GOAL » Reproduce the stretch of the records from their start through the line containing "364 366 L 364", both ends included, keeping every request unchanged. Scale each coordinate in the answers by 1.1, rounding to the nearest whole number with halves rounded up, and leave the numbers in the requests and format samples as they are.

Source records »
⟨

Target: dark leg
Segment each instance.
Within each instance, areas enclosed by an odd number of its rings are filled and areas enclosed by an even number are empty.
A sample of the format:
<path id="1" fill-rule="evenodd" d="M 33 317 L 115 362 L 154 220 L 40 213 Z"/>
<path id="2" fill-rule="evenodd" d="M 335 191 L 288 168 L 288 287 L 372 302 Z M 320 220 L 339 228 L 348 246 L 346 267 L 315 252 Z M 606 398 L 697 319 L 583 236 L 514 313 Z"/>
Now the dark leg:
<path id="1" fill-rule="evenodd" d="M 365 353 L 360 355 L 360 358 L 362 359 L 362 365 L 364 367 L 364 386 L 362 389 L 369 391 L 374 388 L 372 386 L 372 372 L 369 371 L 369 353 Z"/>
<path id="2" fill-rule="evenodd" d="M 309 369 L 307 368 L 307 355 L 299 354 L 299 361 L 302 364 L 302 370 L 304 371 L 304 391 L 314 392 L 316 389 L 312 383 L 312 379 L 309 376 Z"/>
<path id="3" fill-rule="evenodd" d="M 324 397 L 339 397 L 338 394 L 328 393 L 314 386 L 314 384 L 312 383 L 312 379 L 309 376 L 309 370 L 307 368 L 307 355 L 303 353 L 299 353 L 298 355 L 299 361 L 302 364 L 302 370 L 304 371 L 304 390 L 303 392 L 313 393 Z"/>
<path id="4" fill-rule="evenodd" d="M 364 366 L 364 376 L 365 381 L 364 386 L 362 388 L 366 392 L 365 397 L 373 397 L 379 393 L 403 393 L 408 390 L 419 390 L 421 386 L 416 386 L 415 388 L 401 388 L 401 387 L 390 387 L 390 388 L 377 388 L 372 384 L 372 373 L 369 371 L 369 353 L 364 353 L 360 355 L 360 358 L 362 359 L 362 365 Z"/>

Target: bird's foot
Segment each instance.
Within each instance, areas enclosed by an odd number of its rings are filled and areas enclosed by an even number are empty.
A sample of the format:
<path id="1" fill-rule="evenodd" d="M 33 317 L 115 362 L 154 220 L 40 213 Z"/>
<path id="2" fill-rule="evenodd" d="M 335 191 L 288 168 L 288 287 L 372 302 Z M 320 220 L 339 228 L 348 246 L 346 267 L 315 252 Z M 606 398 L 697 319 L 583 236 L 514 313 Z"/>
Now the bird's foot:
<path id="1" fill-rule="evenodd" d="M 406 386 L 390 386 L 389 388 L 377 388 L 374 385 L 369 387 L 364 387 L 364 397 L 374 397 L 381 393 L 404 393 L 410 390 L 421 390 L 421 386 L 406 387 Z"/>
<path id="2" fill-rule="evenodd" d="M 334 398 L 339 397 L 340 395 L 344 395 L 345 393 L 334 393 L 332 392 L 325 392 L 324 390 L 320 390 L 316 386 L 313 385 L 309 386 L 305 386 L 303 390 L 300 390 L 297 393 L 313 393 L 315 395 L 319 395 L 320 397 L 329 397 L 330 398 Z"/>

⟩

EXERCISE SOLUTION »
Target: dark leg
Segment each instance.
Within each instance, areas enclosed by an odd number of its rings are filled and areas enclosed by an even number are empty.
A sample of the format:
<path id="1" fill-rule="evenodd" d="M 33 317 L 115 362 L 154 220 L 40 213 Z"/>
<path id="2" fill-rule="evenodd" d="M 335 191 L 288 168 L 288 287 L 372 302 Z M 320 220 L 339 228 L 348 246 L 346 267 L 315 252 Z M 606 398 L 697 319 L 583 236 L 514 313 Z"/>
Now the dark leg:
<path id="1" fill-rule="evenodd" d="M 402 388 L 396 391 L 396 394 L 398 395 L 398 402 L 400 404 L 400 425 L 398 428 L 406 430 L 411 427 L 409 425 L 409 409 L 406 408 L 406 388 Z"/>
<path id="2" fill-rule="evenodd" d="M 340 406 L 338 405 L 338 391 L 329 389 L 329 397 L 332 400 L 332 407 L 334 408 L 334 430 L 345 431 L 348 428 L 343 421 L 343 417 L 340 414 Z"/>
<path id="3" fill-rule="evenodd" d="M 356 437 L 373 437 L 372 433 L 361 432 L 345 425 L 345 422 L 343 421 L 343 417 L 340 414 L 340 407 L 338 405 L 338 391 L 333 388 L 329 388 L 328 391 L 329 397 L 332 400 L 332 407 L 334 408 L 334 429 L 333 431 L 344 432 Z"/>
<path id="4" fill-rule="evenodd" d="M 400 403 L 400 414 L 402 419 L 400 425 L 398 427 L 403 431 L 402 437 L 410 437 L 417 432 L 443 432 L 449 429 L 461 429 L 463 425 L 458 425 L 457 427 L 441 427 L 441 426 L 429 426 L 429 427 L 415 427 L 409 422 L 409 410 L 406 408 L 406 388 L 400 388 L 396 391 L 396 394 L 398 395 L 398 402 Z"/>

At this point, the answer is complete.